*EXERCISE TASKS:*
A) In the MLrun text, (i) which method does a user call to instantiate a context object, (ii) which remote data stores are named as sources of data artifacts on a cluster, and (iii) what is given as an example of an automated ML workflow?
B) Write the next part of the MLrun text, starting after its last shown line of example code.

*TEXT TO READ:*
Skip to content
/ mlrun Public

Tracking and config of machine learning runs

Notifications You must be signed in to change notification settings

kkasravi/mlrun

Repository files navigation

MLrun

A generic an easy to use mechanism for data scientists and developers/engineers to describe and track code, metadata, inputs, and outputs of machine learning related tasks (executions).

Read more details in this doc link

General Concept and Motivation

A developer or data-scientist writes code in a local IDE or notebook, later on he would like to run the same code on a larger cluster using scale-out containers or functions, once the code is ready he may want to incorporate the code in an automated ML workflow (e.g. using KubeFlow Pipelines).

In the various runtime environments he would like to use different configurations, parameters, and data. He would also like to record/version all the outputs and and associated inputs (lineage). Data artifacts on a cluster usually come from remote data stores like S3, GCS, .. this means and extra layer of complexity to transfer data.

Wouldnt it be great if we could write the code once in simple local semantics, and have some layer automate the data movement, versioning, parameter substitution, outputs tracking, etc. ?

This is the goal for this package.

The code is in early development stages and provided as a reference, we would like to foster wide industry collaboration and the idea is to make all the resources pluggable, this way developers code to one API and can use various open source projects or commercial products.

Architecture

A user instantiates a context object using the get_or_create_ctx method, reading or writing metadata, secrets, inputs, or outputs is done through the context object. the context object can be used as is locally, in the same time context can be injected via the API, CLI, RPC, environment variables or other mechanisms.

checkout example1 and example2.

Example Code

from mlrun import get_or_create_ctx
from mlrun.artifacts import TableArtifact, ChartArtifact

def my_job():
    # load MLRUN runtime context (will be set by the runtime framework e.g. KubeFlow)
    context = get_or_create_ctx('mytask')

*RECORDED INFORMATION:*
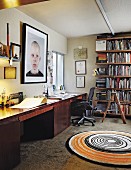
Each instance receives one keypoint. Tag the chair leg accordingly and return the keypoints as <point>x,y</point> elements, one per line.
<point>81,121</point>
<point>89,120</point>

*EXPECTED ANSWERS:*
A)
(i) get_or_create_ctx
(ii) S3 and GCS
(iii) KubeFlow Pipelines

B)
    # get parameters from the runtime context (or use defaults)
    p1 = context.get_param('p1', 1)
    p2 = context.get_param('p2', 'a-string')

    # access input metadata, values, files, and secrets (passwords)
    print(f'Run: {context.name} (uid={context.uid})')
    print(f'Params: p1={p1}, p2={p2}')
    print('accesskey = {}'.format(context.get_secret('ACCESS_KEY')))
    print('file\n{}\n'.format(context.get_object('infile.txt').get()))
    
    # RUN some useful code e.g. ML training, data prep, etc.

    # log scalar result values (job result metrics)
    context.log_result('accuracy', p1 * 2)
    context.log_result('loss', p1 * 3)

    # log various types of artifacts (file, web page, table), will be versioned and visible in the UI
    context.log_artifact('model.txt', body=b'abc is 123')
    context.log_artifact('results.html', body=b'<b> Some HTML <b>', viewer='web-app')
    context.log_artifact(TableArtifact('dataset.csv', '1,2,3\n4,5,6\n',
                                        viewer='table', header=['A', 'B', 'C']))

    # create a chart output (will show in the pipelines UI)
    chart = ChartArtifact('chart.html')
    chart.header = ['Epoch','Accuracy', 'Loss']
    for i in range(1,8):
        chart.add_row([i, i/20+0.75, 0.30-i/20])
    context.log_artifact(chart)

if __name__ == "__main__":
    my_job()

Running the function inline or with a specific runtime

A user can invoke code through the run_start library function, see examples notebook

from mlrun import run_start
import yaml

# note: you need to create/specify a secrets file with credentials for remote data access (e.g. in S3 or v3io)
run_spec =  {'metadata':
                 {'labels': {
                     'owner': 'yaronh'}},
             'spec':
                 {'parameters': {'p1': 5}, 
                  'input_objects': [],
                  'log_level': 'info',
                  'secret_sources': [{'kind': 'file', 'source': 'secrets.txt'}],
                 }}

task = run_start(run_spec, command='example1.py', rundb='./')
print(yaml.dump(task)) 

user can select the runtime to use (inline code, sub process, dask, horovod, nuclio) through parameters in the run_start command, see the examples notebook for details

Using hyper parameters

The same code can be run multiple times using different parameters per run, this can be done by simply setting the hyperparams attribute e.g.:

# note: you need to create/specify a secrets file with credentials for remote data access (e.g. in S3 or v3io)
run_spec =  {'metadata':
                 {'labels': {
                     'owner': 'yaronh'}},
             'spec':
                 {'parameters': {'p1': 5}, 
                  'input_objects': [],
                  'log_level': 'info',
                  'secret_sources': [{'kind': 'file', 'source': 'secrets.txt'}],
                 }}

hyper = { 'p2': ['aa', 'bb', 'cc']}

task = run_start(run_spec, command='example1.py', rundb='./', hyperparams=hyper)
print(yaml.dump(task))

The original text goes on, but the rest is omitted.